> [Exercise details]: Please check each of these three statements against the passage on Walpole below, answering yes or no and quoting the exact words of the passage that settle it. 1. Townshend was dismissed from the Lord-Lieutenancy in April 1717. 2. Walpole supported the Peerage Bill. 3. Accepting the post of Paymaster won Walpole the favour of the Prince of Wales.

In his new political positions, and encouraged by his advisers, Walpole introduced the sinking fund, a device to reduce the national debt. [26] The Cabinet of which he was a member was often divided over most important issues. Normally, Walpole and Townshend were on one side, with Stanhope and Charles Spencer, 3rd Earl of Sunderland on the other. Foreign policy was the primary issue of contention; George I was thought to be conducting foreign affairs with the interests of his German territories, rather than those of Great Britain, at heart. The Stanhope–Sunderland faction, however, had the King's support. In 1716 Townshend had been removed from the important post of Northern Secretary and put in the lesser office of Lord Lieutenant of Ireland. [27]

Even this change did not appease Stanhope and Sunderland, who secured the dismissal of Townshend from the Lord-Lieutenancy in April 1717. [27] On the next day, Walpole resigned from the Cabinet to join the Opposition "because I could not connive at some things that were carrying on", [28] and by joining the opposition he did not intend "to make the king uneasy or to embarrass his affairs." [29] This began the Whig Split, dividing the dominant party for three years. In the new Cabinet, Sunderland and Stanhope (who was created an Earl) were the effective heads.[ citation needed ] Walpole reversed his earlier support for the impeachment of Robert Harley, the former first minister, and joined with the Tory opposition in securing an acquittal in July 1717. [30]

Soon after Walpole's resignation, a bitter family quarrel between the King and the Prince of Wales, split the royal family. Walpole and others who opposed the Government often congregated at Leicester House, the home of the Prince of Wales, to form political plans. [31]

Walpole also became an adviser and close friend of the Prince of Wales's wife, Caroline. [32] In 1720 he improved his position by bringing about a reconciliation between the Prince of Wales and the King. [33]

Walpole continued to be an influential figure in the House of Commons. [34] He was especially active in opposing one of the Government's more significant proposals, the Peerage Bill, which would have limited the power of the monarch to create new peerages. [35] Walpole brought about a temporary abandonment of the bill in 1719 [34] and the outright rejection of the bill by the House of Commons. [32] This defeat led Stanhope and Sunderland to reconcile with their opponents; [36] Walpole returned as Paymaster of the Forces [32] and Townshend was appointed Lord President of the Council. By accepting the position of Paymaster, however, Walpole lost the favour of the Prince of Wales (the future King George II), who still harboured disdain for his father's Government. [37]

Premiership (1721–1742)

> [Given data]:
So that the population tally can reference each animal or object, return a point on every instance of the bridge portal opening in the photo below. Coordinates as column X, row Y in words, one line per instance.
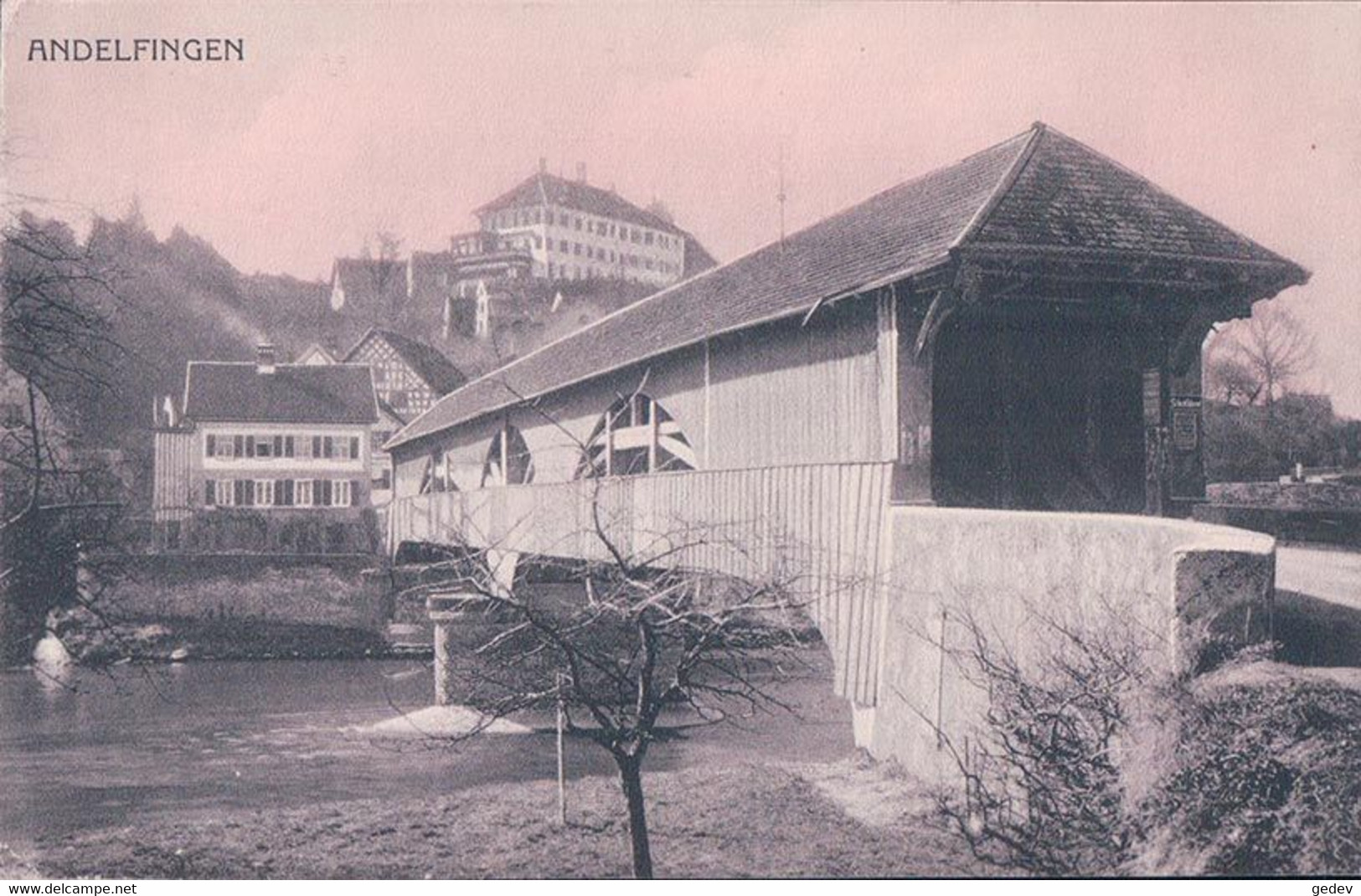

...

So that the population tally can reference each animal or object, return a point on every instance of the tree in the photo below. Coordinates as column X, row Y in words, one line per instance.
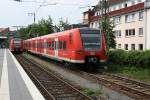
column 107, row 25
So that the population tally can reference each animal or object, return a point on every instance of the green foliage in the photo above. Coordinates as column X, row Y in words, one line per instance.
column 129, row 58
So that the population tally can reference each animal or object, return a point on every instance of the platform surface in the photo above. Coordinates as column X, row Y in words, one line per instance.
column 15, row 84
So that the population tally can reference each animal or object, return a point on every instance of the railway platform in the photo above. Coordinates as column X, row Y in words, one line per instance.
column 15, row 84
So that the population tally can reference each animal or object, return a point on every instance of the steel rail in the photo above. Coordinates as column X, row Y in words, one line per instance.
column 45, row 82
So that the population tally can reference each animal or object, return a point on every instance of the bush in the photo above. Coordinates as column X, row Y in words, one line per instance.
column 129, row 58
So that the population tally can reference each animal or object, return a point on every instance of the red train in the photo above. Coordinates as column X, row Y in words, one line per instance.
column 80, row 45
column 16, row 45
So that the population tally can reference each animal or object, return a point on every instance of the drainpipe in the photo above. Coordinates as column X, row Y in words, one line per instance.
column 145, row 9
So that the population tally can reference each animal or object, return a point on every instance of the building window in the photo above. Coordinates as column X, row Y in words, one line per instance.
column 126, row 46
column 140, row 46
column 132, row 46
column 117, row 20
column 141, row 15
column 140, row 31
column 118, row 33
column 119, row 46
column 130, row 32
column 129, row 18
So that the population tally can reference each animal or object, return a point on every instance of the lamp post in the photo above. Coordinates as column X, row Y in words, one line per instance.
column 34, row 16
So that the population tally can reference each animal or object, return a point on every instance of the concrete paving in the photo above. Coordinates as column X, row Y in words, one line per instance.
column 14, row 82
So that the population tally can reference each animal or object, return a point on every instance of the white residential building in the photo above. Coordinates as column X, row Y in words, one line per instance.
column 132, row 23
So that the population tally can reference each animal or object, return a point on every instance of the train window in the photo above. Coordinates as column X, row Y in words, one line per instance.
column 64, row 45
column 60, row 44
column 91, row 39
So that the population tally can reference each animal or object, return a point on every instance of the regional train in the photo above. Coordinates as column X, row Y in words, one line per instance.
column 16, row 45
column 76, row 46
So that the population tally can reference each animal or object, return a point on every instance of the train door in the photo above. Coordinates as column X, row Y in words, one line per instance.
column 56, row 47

--

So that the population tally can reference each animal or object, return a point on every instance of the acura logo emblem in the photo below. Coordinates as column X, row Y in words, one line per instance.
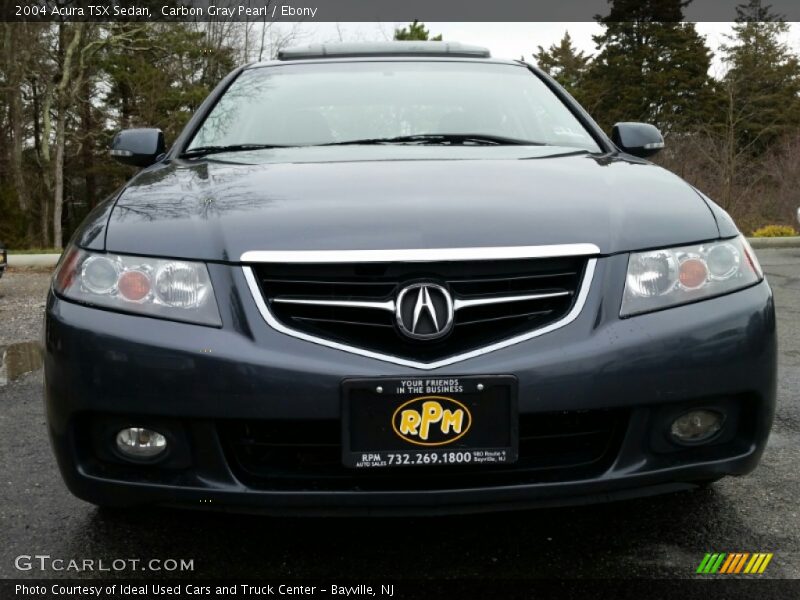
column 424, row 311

> [Final answer]:
1. Yes: "secured the dismissal of Townshend from the Lord-Lieutenancy in April 1717"
2. No: "He was especially active in opposing one of the Government's more significant proposals, the Peerage Bill"
3. No: "By accepting the position of Paymaster, however, Walpole lost the favour of the Prince of Wales"